##### TASK INPUT #####

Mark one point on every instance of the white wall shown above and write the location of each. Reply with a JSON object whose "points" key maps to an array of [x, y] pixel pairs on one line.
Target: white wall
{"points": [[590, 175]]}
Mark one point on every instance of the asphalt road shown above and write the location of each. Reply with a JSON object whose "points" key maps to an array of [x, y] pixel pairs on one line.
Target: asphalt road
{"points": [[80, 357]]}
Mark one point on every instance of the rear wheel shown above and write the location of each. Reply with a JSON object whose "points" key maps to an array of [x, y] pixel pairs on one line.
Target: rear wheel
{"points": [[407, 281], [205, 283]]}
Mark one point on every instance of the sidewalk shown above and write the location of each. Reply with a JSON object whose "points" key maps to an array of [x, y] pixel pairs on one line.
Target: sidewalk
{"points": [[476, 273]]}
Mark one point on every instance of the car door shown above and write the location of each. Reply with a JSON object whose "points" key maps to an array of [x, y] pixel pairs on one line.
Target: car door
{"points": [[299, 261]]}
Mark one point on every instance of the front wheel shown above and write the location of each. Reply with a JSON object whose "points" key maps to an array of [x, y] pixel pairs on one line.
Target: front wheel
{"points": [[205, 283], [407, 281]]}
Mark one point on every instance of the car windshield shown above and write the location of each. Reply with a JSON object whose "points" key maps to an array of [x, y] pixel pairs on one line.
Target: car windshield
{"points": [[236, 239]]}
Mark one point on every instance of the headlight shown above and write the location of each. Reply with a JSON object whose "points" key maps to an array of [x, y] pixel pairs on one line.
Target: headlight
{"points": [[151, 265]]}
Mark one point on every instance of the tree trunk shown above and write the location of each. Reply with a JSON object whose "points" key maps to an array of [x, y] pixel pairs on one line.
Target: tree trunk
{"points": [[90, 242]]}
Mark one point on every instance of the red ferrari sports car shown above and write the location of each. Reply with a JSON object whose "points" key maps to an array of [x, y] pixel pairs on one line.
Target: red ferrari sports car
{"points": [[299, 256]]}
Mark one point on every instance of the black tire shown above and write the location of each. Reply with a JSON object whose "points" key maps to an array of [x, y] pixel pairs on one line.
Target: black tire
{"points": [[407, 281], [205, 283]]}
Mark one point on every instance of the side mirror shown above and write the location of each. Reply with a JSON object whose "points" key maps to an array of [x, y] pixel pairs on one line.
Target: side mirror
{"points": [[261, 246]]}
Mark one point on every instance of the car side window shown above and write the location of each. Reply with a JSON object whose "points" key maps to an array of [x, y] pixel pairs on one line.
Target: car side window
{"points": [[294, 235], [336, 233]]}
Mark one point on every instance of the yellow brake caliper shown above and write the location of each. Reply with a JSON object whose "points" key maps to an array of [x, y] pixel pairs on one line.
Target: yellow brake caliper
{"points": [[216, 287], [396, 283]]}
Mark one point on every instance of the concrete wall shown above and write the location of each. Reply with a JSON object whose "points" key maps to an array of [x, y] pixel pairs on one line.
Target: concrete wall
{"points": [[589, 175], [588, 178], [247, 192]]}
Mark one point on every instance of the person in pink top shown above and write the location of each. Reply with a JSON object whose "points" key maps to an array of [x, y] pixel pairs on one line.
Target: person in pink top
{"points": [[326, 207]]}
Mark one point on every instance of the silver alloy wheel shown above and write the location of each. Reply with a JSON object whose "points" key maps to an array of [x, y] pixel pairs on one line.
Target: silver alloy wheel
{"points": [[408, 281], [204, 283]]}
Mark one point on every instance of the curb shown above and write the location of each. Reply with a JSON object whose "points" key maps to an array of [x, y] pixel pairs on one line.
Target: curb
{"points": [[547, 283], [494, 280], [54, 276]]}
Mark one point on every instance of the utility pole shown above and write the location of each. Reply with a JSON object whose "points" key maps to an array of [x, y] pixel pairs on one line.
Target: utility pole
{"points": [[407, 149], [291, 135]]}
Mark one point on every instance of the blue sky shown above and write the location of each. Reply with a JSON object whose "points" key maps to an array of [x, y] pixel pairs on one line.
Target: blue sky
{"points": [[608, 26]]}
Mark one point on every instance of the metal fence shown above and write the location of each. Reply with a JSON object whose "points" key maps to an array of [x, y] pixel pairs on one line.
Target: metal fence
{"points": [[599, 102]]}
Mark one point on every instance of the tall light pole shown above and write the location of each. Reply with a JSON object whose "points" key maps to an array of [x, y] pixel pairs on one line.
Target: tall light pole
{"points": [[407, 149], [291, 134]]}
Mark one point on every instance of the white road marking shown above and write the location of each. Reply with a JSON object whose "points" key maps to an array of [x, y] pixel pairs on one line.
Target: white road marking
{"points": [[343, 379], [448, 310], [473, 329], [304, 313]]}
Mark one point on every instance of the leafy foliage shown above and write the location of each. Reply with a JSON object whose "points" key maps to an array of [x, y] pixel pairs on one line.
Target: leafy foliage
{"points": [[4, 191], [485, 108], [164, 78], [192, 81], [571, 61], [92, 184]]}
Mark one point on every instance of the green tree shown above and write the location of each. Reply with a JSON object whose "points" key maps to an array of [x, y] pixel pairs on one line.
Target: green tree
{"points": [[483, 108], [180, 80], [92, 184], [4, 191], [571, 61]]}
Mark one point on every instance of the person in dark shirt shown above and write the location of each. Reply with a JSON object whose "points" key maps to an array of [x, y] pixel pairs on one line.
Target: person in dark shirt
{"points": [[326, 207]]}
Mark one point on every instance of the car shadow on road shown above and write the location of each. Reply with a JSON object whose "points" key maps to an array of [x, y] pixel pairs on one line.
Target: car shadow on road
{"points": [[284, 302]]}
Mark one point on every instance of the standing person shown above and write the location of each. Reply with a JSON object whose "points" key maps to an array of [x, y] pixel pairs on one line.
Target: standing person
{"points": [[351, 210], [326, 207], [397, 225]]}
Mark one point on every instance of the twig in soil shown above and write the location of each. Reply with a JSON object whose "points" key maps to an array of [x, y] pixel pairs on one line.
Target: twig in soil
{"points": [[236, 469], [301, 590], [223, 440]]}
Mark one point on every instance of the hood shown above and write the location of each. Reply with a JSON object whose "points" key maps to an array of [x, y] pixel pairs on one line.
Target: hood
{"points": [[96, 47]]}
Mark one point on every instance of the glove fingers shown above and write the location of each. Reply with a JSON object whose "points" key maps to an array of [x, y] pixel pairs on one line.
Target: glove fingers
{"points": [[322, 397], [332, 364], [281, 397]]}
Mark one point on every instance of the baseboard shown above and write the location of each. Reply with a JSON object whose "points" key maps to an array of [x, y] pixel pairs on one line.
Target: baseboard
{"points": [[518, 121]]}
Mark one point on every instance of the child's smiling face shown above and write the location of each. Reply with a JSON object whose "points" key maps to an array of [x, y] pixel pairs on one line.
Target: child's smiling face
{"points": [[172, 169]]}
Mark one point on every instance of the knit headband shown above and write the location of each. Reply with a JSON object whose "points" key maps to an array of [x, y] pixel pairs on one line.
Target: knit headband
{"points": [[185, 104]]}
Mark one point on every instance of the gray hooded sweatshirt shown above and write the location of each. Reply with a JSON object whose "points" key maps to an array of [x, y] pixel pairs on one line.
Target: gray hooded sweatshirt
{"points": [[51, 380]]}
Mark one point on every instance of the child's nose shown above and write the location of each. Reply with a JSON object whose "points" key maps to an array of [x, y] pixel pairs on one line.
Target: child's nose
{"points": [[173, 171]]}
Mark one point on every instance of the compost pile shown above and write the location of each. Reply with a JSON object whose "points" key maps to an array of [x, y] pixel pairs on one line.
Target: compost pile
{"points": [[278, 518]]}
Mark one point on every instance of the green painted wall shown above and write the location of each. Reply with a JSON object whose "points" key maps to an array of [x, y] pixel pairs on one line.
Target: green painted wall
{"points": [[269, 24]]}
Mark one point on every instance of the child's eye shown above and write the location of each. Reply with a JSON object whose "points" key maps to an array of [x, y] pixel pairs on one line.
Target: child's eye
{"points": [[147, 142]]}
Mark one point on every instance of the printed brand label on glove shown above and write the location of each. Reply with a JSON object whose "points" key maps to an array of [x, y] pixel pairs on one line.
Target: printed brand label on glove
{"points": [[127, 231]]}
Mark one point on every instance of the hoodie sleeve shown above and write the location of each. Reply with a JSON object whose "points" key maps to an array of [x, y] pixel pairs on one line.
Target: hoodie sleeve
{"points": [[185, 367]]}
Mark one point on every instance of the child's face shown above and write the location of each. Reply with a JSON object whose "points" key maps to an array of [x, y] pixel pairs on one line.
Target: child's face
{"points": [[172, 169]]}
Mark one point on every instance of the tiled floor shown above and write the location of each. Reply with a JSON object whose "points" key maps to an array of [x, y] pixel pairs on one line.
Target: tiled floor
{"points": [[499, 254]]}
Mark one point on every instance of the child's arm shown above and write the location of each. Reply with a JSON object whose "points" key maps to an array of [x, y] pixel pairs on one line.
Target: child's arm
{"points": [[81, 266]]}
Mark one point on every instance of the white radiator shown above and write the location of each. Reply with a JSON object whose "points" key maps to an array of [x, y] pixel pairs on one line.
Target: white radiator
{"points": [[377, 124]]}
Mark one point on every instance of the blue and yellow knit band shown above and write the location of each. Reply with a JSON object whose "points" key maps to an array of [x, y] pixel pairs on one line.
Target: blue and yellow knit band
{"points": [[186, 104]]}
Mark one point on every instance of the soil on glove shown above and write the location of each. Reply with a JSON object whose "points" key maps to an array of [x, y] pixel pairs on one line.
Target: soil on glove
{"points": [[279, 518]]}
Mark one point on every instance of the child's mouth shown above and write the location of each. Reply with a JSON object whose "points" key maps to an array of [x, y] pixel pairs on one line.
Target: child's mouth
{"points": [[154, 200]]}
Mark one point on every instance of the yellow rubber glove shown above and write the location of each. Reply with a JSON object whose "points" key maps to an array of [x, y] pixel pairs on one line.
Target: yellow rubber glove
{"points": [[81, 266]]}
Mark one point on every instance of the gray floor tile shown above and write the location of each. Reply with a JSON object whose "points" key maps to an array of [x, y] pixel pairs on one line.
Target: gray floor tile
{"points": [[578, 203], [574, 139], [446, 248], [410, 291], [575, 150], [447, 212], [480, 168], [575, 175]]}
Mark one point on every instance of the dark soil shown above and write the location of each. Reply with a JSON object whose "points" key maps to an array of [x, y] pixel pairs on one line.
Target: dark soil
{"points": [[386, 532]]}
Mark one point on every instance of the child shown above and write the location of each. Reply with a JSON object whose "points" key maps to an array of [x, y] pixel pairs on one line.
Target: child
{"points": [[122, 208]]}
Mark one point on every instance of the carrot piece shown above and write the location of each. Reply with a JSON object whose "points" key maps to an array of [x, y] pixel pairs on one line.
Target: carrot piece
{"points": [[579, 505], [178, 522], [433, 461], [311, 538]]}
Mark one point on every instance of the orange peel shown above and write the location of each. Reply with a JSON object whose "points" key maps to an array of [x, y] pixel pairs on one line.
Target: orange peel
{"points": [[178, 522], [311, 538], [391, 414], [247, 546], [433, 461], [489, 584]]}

#####

Reproduce exactly the lines from the one with "Mark one point on every instance of the dark" through the end of the entries above, both ends included.

Mark one point on every instance of the dark soil shown above and write the location of each. Reply with a JSON object whose "points" key maps to an array of [x, y] pixel pairs on one line.
Target: dark soil
{"points": [[386, 532]]}
Mark one point on every instance of the child shown above and write the location of each. Reply with a JSON object whose "points" key maps to an array of [x, y] pixel pairs on one line.
Target: child
{"points": [[122, 208]]}
Mark one point on every instance of the carrot piece shown above and write the location of each. Reply with a JSON object whose "points" key maps to an array of [x, y] pixel pairs on one line.
Target: carrot piece
{"points": [[579, 505], [178, 522], [433, 461], [311, 538]]}
Mark one point on every instance of the orange peel shown above and write the location of each. Reply with a JSON object whose "points" key maps to an array of [x, y] pixel pairs on one line.
Target: orange peel
{"points": [[178, 522], [311, 538], [391, 414], [247, 546], [433, 461], [489, 584]]}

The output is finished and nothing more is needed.